[Extract]:
##########
SCEV determines the inner loop induction variable to be loop-invariant at the scope of the outer loop

Dear all,

For the following IR which is essentially a doubly nested loop, if we get the SCEV expression for the inner loop induction variable, i.e., %j.018, at the scope of the outer loop using getSCEVAtScope(), the result is: 9. That is a constant, or loop-invariant.

However, %j.018 does keep changing within the scope of the outer loop since it is the induction variable of the inner loop, so it is not straightforward to me why %j.018 is considered a loop-invariant. Something like “{0,+,1}<%for.body4>” would make more sense to me.

I’m wondering if I can get any comments on that?

Best regards,

Congzhe

%j.018 is variant in the innermost loop (for.body4), but after
existing that loop, it will have the value before leaving the loop. If
you intent to use %j.018 in the innermost loop, you need to call
getSCEVAtScope() with the innermost loop as the scope. getSCEVAtScope
with a scope outside the loop (or NULL) will try to derive the exit
value.

Michael

Hi Michael,

Thanks for the reply! As you’ve seen, my purpose is indeed to use getSCEVAtScope(V, L) with V being an instruction/value in the inner loop and L being the outer loop.

  • I can somewhat see that if V is the induction variable for the inner loop, then getSCEVAtScope(V, L) tries to derive the backedgeTakenCount of the inner loop. Is it always correct?

  • I’m also wondering if V is not the induction variable for the inner loop but some other value inside the inner loop (so this is a more general situation), what would be the expected behavior of getSCEVAtScope(V, L)? It would be ideal if you could let me know the logic in SCEV regarding this situation.

Thanks again,
Congzhe

Hi Congzhe,

Could you clarify the first question? Whose correctness is in question? backedgeTakenCount() is supposed to always be correct of course. That is different from whether it can always compute the backedge taken count.
Maybe not and it’ll tell you.

For the second question: There’s no special distinction about induction variables. The same logic is for them or other variables and the basic question is “Does your value change because of the loop?”

Now, if you want more resources on understanding the general concepts of scalar evolution, then I recommend these two:

  1. http://users.uoa.gr/~sdi1600105/compilers/introduction-to-scalar-evolution.html
  2. https://www.youtube.com/watch?v=AmjliNp0_00

Disclaimer: The first resource is an article of mine. The reason I recommend it is because I created it because I think it is a very quick and very intuitive introduction, that uses a different intuition than I usually see in tutorials (although this intuition is the one it seems that almost all experienced devs use in their minds).
That said, I would definitely recommend watching 2) either you read 1) or not.
##########
[Records of labeled points]:
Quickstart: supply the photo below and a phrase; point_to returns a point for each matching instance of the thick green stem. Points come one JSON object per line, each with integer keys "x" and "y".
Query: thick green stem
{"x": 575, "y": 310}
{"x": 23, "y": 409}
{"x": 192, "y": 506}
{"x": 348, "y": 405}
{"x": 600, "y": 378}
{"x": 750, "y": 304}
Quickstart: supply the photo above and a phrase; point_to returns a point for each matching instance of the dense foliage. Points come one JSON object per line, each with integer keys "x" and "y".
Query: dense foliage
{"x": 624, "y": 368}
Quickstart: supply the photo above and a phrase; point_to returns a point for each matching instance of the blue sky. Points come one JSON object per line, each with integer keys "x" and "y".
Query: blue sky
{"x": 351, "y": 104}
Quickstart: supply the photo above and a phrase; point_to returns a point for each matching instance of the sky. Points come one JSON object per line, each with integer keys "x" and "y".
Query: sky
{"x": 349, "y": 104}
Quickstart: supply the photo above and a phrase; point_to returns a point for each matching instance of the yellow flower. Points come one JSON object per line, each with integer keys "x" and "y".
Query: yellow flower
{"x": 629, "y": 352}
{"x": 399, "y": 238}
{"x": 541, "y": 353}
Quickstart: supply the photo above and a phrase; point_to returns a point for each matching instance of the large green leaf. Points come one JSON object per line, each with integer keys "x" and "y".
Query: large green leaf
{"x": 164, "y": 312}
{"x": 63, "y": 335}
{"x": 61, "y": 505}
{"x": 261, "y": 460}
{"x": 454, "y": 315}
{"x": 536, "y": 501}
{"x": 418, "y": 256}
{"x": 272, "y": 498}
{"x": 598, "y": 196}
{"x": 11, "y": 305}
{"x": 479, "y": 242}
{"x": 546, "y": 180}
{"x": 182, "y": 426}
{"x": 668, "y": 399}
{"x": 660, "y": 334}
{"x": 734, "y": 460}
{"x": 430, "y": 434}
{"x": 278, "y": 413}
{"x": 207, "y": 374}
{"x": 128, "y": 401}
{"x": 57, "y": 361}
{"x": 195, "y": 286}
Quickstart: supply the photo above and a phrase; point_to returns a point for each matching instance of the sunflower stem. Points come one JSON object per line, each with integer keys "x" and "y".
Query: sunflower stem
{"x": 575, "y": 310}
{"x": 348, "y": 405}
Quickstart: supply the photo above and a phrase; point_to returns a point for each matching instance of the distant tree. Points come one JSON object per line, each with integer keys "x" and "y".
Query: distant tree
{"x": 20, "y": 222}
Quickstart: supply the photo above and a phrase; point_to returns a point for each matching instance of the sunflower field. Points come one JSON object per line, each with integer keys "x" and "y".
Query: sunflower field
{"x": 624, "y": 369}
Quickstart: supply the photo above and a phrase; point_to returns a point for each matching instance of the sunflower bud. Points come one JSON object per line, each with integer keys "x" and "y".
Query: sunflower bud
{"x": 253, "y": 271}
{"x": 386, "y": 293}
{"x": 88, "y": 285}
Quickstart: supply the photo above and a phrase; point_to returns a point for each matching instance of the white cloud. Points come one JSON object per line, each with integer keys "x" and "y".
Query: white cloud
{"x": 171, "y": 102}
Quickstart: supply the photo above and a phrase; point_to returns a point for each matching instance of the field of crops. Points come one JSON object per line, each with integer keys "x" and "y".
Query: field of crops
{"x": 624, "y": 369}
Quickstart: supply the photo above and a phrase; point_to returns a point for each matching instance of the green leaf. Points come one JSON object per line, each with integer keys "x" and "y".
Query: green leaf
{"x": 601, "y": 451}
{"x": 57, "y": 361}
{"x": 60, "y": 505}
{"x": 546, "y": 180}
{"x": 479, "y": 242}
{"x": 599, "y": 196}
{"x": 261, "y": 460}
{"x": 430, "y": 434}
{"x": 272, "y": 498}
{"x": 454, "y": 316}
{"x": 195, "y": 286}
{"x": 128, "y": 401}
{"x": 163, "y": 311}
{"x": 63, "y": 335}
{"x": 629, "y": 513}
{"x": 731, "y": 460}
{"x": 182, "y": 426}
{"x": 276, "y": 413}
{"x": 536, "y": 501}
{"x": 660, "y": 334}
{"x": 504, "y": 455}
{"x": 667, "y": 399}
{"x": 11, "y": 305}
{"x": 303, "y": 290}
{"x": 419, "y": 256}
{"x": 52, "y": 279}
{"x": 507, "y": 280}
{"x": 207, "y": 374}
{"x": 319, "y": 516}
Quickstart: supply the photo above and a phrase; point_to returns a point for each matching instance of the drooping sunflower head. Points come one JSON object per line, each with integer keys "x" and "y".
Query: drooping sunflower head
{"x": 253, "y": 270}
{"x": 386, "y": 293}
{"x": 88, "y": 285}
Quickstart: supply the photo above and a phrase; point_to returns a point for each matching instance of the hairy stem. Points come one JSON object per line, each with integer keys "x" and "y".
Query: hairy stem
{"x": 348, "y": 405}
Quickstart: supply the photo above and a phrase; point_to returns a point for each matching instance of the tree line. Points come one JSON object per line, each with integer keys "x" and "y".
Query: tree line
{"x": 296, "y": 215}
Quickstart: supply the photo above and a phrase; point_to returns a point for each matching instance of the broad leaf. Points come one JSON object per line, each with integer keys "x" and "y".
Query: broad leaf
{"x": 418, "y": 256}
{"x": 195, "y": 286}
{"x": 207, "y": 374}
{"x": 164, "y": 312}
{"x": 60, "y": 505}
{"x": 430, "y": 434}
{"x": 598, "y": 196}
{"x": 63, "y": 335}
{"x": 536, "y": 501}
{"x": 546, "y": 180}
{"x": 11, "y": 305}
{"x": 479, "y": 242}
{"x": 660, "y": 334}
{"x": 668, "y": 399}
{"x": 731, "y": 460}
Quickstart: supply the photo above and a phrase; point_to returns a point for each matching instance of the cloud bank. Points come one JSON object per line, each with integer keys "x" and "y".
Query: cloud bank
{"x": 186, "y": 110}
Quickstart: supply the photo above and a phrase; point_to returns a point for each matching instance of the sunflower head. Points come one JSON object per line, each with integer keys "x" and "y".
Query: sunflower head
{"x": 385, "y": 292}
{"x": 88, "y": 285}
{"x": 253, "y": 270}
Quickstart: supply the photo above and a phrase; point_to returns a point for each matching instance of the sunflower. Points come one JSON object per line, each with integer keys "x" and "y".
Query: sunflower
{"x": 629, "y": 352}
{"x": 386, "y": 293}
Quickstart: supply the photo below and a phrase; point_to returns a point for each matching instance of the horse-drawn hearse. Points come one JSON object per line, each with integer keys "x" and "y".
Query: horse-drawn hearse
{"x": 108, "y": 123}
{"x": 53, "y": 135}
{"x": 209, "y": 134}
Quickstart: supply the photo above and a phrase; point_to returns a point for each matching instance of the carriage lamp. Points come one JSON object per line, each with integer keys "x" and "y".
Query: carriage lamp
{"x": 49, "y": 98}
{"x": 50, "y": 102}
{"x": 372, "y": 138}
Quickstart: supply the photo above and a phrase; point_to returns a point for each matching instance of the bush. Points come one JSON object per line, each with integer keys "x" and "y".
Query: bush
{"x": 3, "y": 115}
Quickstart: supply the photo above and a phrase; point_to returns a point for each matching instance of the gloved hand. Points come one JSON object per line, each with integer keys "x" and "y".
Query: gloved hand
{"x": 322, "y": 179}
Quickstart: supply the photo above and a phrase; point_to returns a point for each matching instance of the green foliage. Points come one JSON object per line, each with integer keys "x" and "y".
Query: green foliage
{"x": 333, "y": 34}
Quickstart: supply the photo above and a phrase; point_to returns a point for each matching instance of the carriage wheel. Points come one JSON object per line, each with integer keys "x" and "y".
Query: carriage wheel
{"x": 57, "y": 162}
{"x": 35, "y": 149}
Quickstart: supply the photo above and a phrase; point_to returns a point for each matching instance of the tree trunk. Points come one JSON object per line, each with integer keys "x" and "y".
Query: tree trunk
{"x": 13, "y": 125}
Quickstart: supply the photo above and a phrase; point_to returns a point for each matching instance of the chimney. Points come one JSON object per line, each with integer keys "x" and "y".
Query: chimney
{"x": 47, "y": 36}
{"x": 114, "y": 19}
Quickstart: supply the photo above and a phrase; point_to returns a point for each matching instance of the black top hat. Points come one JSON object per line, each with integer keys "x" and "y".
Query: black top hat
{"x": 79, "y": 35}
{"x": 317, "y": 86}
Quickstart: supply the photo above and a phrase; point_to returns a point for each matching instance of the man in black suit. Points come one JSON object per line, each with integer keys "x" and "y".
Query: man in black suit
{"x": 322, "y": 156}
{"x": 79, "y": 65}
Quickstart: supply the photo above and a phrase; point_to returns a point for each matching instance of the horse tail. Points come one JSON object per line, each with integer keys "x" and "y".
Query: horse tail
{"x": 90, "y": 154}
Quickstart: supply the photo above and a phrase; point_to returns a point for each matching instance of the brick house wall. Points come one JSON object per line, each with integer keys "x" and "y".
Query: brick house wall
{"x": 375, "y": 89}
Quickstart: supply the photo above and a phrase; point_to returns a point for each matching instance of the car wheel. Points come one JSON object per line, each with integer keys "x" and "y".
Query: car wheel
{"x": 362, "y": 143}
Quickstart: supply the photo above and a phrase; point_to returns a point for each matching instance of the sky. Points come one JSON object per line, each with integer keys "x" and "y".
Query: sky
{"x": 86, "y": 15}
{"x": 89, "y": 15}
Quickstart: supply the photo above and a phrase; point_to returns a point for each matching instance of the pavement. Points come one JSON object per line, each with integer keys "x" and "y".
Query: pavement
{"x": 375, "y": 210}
##########
[What to work on]:
[a] In the SCEV thread, what does getSCEVAtScope try to derive when called with a scope outside the loop?
[b] Write out the SCEV thread word for word, starting at "Could you clarify" and ending at "it’ll tell you.".
The entries have no connection to the SCEV thread.

[Replies]:
[a] The exit value.

[b]
Could you clarify the first question? Whose correctness is in question? backedgeTakenCount() is supposed to always be correct of course. That is different from whether it can always compute the backedge taken count.
Maybe not and it’ll tell you.